From the first record below to the last, retype each one exactly.
>>>
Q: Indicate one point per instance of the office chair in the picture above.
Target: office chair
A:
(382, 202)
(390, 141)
<<<
## [Reply]
Q: Indicate one point per instance of the office chair in the picture above.
Target: office chair
A:
(382, 202)
(390, 141)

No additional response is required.